▶ _TASKS FOR THIS EXERCISE_
A. From the Ade Yasin biography, list every year in which the text says she won an election.
B. Continue the Ade Yasin biography from its last sentence.

▶ _PROVIDED PASSAGE_
== == ==

Member of Bogor Regency DPRD
- In office 27 August 2009 – 2018

Personal details
- Born: 29 May 1968 (age 57) Bogor, West Java, Indonesia
- Party: PPP

= Ade Yasin =

Indonesian lawyer and politician

Ade Yasin (born 29 May 1968) is an Indonesian lawyer and former politician of the United Development Party who was the regent of Bogor Regency between 2018 and 2022, after previously serving as a municipal legislator between 2009 and 2018. She was arrested by the Corruption Eradication Commission for bribing state auditors in 2022 and was sentenced to four years in prison.

==Early life==
Ade Yasin was born on 29 May 1968 in Bogor Regency to Yasin and Nuryati. Ade's father was an early founder of the United Development Party (PPP) in Bogor, and had served in the local legislatures of both Bogor Regency and Bogor City. She studied in Bogor, graduating from high school in 1987 and continuing her studies until she received her master's degree from Djuanda University. After graduating, she began to work as a lawyer.

==Career==
She took part in the 2009 Indonesian legislative election as a PPP member and was elected into the Bogor Regency Regional House of Representatives. She was reelected to a second term in 2014. In 2018, she ran in the regency election and won with 912,221 (41.12%) votes. She was sworn in as regent on 30 December 2018.

== == ==

▶ _DATA SHOWN_
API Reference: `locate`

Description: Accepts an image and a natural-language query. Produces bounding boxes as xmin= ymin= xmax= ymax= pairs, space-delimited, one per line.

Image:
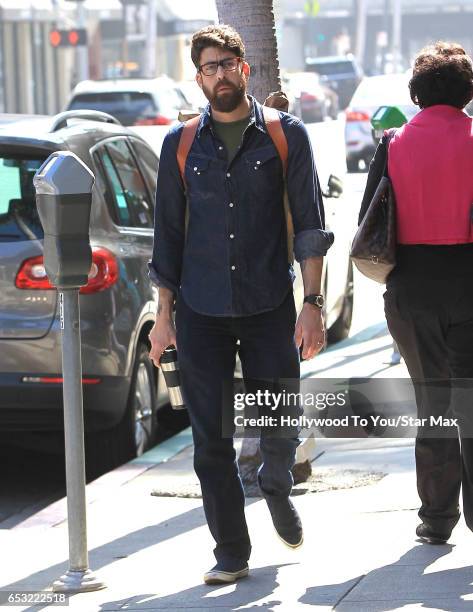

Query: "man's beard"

xmin=202 ymin=79 xmax=246 ymax=113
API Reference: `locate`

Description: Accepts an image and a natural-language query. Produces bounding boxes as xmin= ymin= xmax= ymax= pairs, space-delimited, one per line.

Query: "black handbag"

xmin=350 ymin=130 xmax=397 ymax=284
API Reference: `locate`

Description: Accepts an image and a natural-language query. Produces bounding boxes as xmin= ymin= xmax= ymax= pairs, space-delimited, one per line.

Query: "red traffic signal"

xmin=49 ymin=28 xmax=87 ymax=47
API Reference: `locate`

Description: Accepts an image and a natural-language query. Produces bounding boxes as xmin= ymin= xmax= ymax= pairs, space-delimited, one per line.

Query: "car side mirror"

xmin=324 ymin=174 xmax=343 ymax=198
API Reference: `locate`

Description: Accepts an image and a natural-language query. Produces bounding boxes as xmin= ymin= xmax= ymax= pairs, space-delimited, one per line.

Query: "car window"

xmin=131 ymin=138 xmax=159 ymax=193
xmin=100 ymin=140 xmax=153 ymax=227
xmin=156 ymin=87 xmax=190 ymax=114
xmin=68 ymin=91 xmax=157 ymax=125
xmin=0 ymin=156 xmax=44 ymax=242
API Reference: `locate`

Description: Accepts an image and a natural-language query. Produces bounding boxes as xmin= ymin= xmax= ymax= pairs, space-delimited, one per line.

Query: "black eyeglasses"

xmin=199 ymin=57 xmax=241 ymax=76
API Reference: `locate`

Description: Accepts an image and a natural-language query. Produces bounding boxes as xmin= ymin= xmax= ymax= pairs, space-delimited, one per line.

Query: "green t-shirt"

xmin=212 ymin=115 xmax=250 ymax=161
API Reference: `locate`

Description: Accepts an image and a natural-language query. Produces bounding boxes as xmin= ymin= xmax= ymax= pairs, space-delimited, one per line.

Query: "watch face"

xmin=304 ymin=295 xmax=325 ymax=308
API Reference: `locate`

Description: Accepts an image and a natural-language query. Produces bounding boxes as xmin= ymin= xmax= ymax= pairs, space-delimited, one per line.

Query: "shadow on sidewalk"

xmin=101 ymin=563 xmax=292 ymax=612
xmin=10 ymin=499 xmax=259 ymax=612
xmin=299 ymin=544 xmax=473 ymax=612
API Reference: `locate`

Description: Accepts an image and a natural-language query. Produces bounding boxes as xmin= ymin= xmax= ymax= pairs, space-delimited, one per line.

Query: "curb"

xmin=12 ymin=427 xmax=192 ymax=529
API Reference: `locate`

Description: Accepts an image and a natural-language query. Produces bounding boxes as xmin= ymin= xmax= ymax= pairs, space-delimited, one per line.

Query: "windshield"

xmin=0 ymin=156 xmax=44 ymax=242
xmin=69 ymin=91 xmax=157 ymax=125
xmin=351 ymin=75 xmax=415 ymax=108
xmin=307 ymin=61 xmax=355 ymax=76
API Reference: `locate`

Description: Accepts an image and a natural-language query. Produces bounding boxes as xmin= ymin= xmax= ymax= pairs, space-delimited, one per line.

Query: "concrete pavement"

xmin=0 ymin=325 xmax=473 ymax=612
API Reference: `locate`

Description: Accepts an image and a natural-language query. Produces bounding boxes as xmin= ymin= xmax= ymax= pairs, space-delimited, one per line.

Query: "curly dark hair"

xmin=409 ymin=42 xmax=473 ymax=109
xmin=191 ymin=24 xmax=245 ymax=68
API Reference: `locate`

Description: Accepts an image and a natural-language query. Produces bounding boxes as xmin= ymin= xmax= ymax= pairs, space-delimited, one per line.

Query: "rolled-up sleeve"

xmin=148 ymin=125 xmax=186 ymax=294
xmin=281 ymin=115 xmax=334 ymax=262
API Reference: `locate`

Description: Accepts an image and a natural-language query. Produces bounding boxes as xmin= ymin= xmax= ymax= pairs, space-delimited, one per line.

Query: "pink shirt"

xmin=388 ymin=105 xmax=473 ymax=244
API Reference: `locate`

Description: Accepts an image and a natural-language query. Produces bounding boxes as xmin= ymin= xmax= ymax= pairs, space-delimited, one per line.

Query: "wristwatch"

xmin=304 ymin=293 xmax=325 ymax=309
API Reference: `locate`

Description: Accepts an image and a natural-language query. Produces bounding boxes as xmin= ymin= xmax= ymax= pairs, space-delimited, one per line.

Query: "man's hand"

xmin=148 ymin=287 xmax=177 ymax=368
xmin=148 ymin=317 xmax=177 ymax=368
xmin=294 ymin=303 xmax=325 ymax=359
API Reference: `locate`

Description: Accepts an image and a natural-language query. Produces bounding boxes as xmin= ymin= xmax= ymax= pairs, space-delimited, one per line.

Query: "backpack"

xmin=177 ymin=100 xmax=294 ymax=265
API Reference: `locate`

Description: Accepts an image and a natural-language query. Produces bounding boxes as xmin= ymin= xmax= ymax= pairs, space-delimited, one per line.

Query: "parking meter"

xmin=371 ymin=106 xmax=407 ymax=143
xmin=33 ymin=151 xmax=95 ymax=289
xmin=33 ymin=151 xmax=105 ymax=593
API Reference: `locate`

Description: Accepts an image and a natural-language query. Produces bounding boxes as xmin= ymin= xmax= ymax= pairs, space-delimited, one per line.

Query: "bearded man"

xmin=150 ymin=25 xmax=333 ymax=584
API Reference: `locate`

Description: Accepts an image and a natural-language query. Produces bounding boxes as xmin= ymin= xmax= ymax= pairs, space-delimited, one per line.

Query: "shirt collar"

xmin=411 ymin=104 xmax=468 ymax=124
xmin=197 ymin=94 xmax=267 ymax=138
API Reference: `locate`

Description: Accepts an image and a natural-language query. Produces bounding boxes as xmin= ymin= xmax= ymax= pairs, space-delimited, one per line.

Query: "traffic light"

xmin=49 ymin=28 xmax=87 ymax=47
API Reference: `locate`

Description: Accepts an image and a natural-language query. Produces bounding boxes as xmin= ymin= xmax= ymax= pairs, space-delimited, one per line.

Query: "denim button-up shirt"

xmin=149 ymin=96 xmax=333 ymax=317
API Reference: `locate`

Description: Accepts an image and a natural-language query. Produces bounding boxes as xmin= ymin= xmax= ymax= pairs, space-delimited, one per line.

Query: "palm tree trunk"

xmin=216 ymin=0 xmax=281 ymax=103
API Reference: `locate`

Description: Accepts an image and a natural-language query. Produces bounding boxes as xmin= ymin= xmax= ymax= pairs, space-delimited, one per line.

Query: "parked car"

xmin=305 ymin=54 xmax=363 ymax=110
xmin=66 ymin=76 xmax=192 ymax=126
xmin=345 ymin=72 xmax=419 ymax=172
xmin=0 ymin=111 xmax=181 ymax=472
xmin=0 ymin=111 xmax=353 ymax=474
xmin=282 ymin=72 xmax=330 ymax=123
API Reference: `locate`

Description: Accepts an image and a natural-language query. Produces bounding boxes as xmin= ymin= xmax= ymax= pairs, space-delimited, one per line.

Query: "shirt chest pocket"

xmin=185 ymin=155 xmax=214 ymax=199
xmin=245 ymin=145 xmax=283 ymax=197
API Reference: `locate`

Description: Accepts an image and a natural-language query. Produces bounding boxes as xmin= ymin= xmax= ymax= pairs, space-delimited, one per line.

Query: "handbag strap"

xmin=383 ymin=128 xmax=396 ymax=178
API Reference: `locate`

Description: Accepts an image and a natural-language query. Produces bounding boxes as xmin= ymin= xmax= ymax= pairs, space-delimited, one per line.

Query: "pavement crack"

xmin=332 ymin=574 xmax=366 ymax=610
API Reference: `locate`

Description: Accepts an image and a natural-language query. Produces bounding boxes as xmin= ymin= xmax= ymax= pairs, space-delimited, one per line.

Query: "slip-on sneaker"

xmin=416 ymin=523 xmax=450 ymax=544
xmin=265 ymin=495 xmax=304 ymax=548
xmin=204 ymin=561 xmax=250 ymax=584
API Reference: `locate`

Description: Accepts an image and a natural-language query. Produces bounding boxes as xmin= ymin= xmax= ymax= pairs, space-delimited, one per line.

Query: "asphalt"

xmin=0 ymin=326 xmax=473 ymax=612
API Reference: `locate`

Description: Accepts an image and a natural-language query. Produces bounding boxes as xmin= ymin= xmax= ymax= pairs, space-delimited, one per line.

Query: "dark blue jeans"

xmin=176 ymin=291 xmax=300 ymax=561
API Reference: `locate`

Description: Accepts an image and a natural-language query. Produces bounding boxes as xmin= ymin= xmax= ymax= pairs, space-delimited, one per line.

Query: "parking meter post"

xmin=60 ymin=289 xmax=89 ymax=572
xmin=34 ymin=151 xmax=105 ymax=593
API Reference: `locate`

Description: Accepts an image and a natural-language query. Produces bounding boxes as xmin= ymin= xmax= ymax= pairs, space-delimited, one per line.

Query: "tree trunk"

xmin=216 ymin=0 xmax=281 ymax=104
xmin=216 ymin=0 xmax=311 ymax=492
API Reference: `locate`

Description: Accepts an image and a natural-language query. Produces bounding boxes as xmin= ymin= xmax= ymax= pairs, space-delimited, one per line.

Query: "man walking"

xmin=150 ymin=25 xmax=333 ymax=584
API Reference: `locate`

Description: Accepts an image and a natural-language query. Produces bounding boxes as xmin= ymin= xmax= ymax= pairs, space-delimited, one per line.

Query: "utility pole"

xmin=391 ymin=0 xmax=403 ymax=72
xmin=76 ymin=0 xmax=89 ymax=81
xmin=144 ymin=0 xmax=157 ymax=78
xmin=354 ymin=0 xmax=367 ymax=66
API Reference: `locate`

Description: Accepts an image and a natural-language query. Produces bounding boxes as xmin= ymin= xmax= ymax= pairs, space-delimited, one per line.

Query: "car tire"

xmin=86 ymin=342 xmax=157 ymax=479
xmin=327 ymin=262 xmax=353 ymax=344
xmin=347 ymin=157 xmax=360 ymax=172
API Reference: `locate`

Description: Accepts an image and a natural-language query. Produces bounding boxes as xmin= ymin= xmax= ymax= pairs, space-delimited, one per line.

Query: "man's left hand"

xmin=294 ymin=303 xmax=325 ymax=359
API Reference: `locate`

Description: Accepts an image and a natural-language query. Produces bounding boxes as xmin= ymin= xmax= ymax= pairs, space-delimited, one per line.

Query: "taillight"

xmin=15 ymin=247 xmax=119 ymax=293
xmin=301 ymin=91 xmax=318 ymax=102
xmin=135 ymin=115 xmax=172 ymax=125
xmin=80 ymin=247 xmax=118 ymax=293
xmin=345 ymin=109 xmax=370 ymax=121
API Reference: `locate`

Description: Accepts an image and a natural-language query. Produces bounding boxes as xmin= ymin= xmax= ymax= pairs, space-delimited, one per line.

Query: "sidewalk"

xmin=0 ymin=327 xmax=473 ymax=612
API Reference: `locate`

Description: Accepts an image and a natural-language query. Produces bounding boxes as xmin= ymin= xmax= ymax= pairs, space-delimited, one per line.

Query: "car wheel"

xmin=86 ymin=342 xmax=157 ymax=478
xmin=327 ymin=262 xmax=353 ymax=344
xmin=347 ymin=157 xmax=360 ymax=172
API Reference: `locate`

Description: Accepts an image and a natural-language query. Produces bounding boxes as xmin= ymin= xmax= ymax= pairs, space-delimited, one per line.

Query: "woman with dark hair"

xmin=359 ymin=42 xmax=473 ymax=544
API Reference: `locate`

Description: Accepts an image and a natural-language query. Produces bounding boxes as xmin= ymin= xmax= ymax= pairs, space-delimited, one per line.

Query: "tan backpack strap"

xmin=263 ymin=106 xmax=294 ymax=264
xmin=177 ymin=115 xmax=200 ymax=186
xmin=263 ymin=106 xmax=288 ymax=176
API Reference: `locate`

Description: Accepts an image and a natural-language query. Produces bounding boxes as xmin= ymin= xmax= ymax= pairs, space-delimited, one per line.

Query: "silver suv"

xmin=0 ymin=111 xmax=175 ymax=470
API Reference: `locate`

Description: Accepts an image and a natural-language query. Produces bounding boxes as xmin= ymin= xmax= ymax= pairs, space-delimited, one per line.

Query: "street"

xmin=0 ymin=121 xmax=384 ymax=529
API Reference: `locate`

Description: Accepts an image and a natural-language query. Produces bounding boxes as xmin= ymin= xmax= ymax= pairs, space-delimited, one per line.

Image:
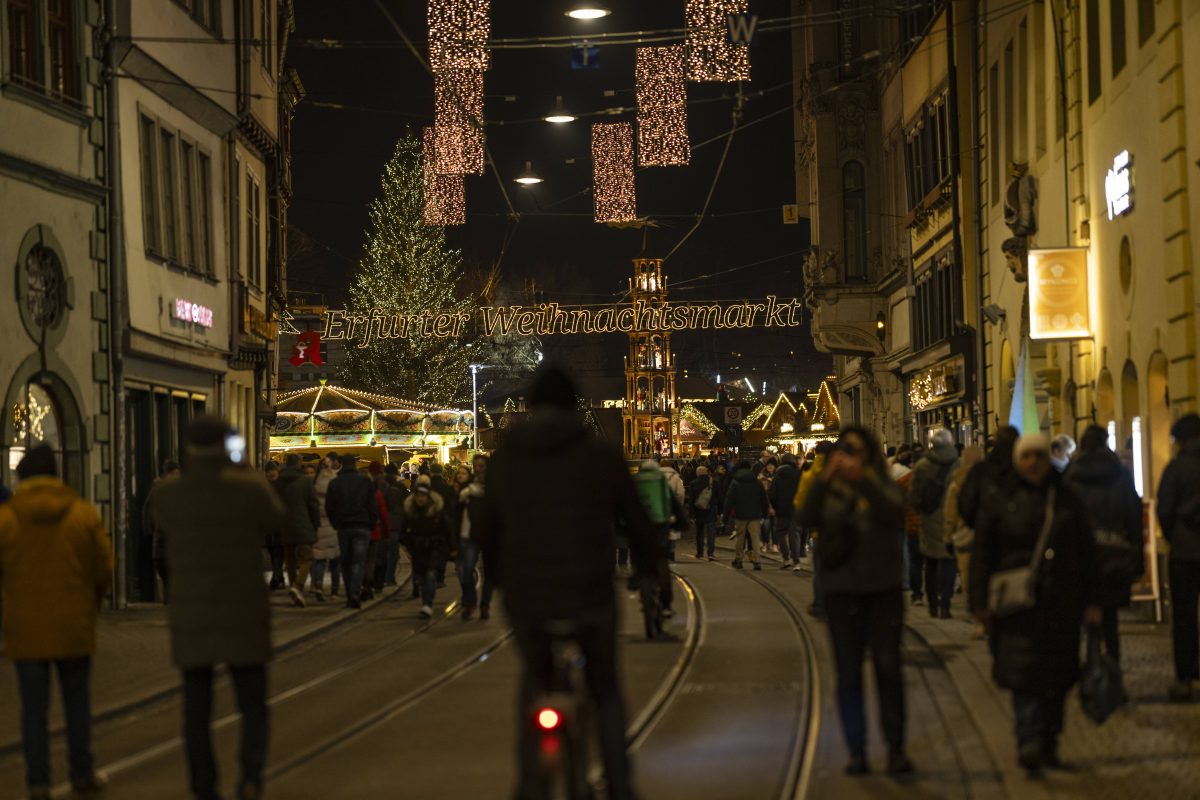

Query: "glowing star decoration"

xmin=635 ymin=44 xmax=691 ymax=167
xmin=433 ymin=70 xmax=484 ymax=175
xmin=592 ymin=122 xmax=637 ymax=222
xmin=684 ymin=0 xmax=750 ymax=83
xmin=421 ymin=128 xmax=467 ymax=225
xmin=427 ymin=0 xmax=492 ymax=72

== == ==

▶ _RESULTS OF THE TASKS_
A. 2009, 2014, 2018

B.
As regent, Yasin increased the time allocated to religious studies in Bogor Regency's state-funded schools, receiving an award from the Ministry of Religious Affairs for the policy. She also initiated a rural infrastructure funding program, which in 2021 and 2022 disbursed Rp 400 billion (US$26 million) to Bogor's villages – Rp 1 billion per village annually.

==Arrest and prison==
On 27 April 2022, Yasin was arrested along with 11 others in an operation by the Corruption Eradication Commission. She was found guilty for bribing auditors from the Audit Board of Indonesia in order to give the regency a pass in their audits. The Bandung District Court sentenced her to four years in prison, and the decision was withheld after two appeals.

==Family==
Yasin was married to Yanwar Permadi (d.2020), and the couple had three children. Two of Yasin's siblings, Rachmat Yasin and Zaenul Mutaqin, are also United Development Party politicians. Rachmat was regent of Bogor between 2008 and 2014 who had also been arrested by KPK, while Zaenul had contested the mayoral election for Bogor City in 2018 and served in the Bogor City Regional House of Representatives since 2014.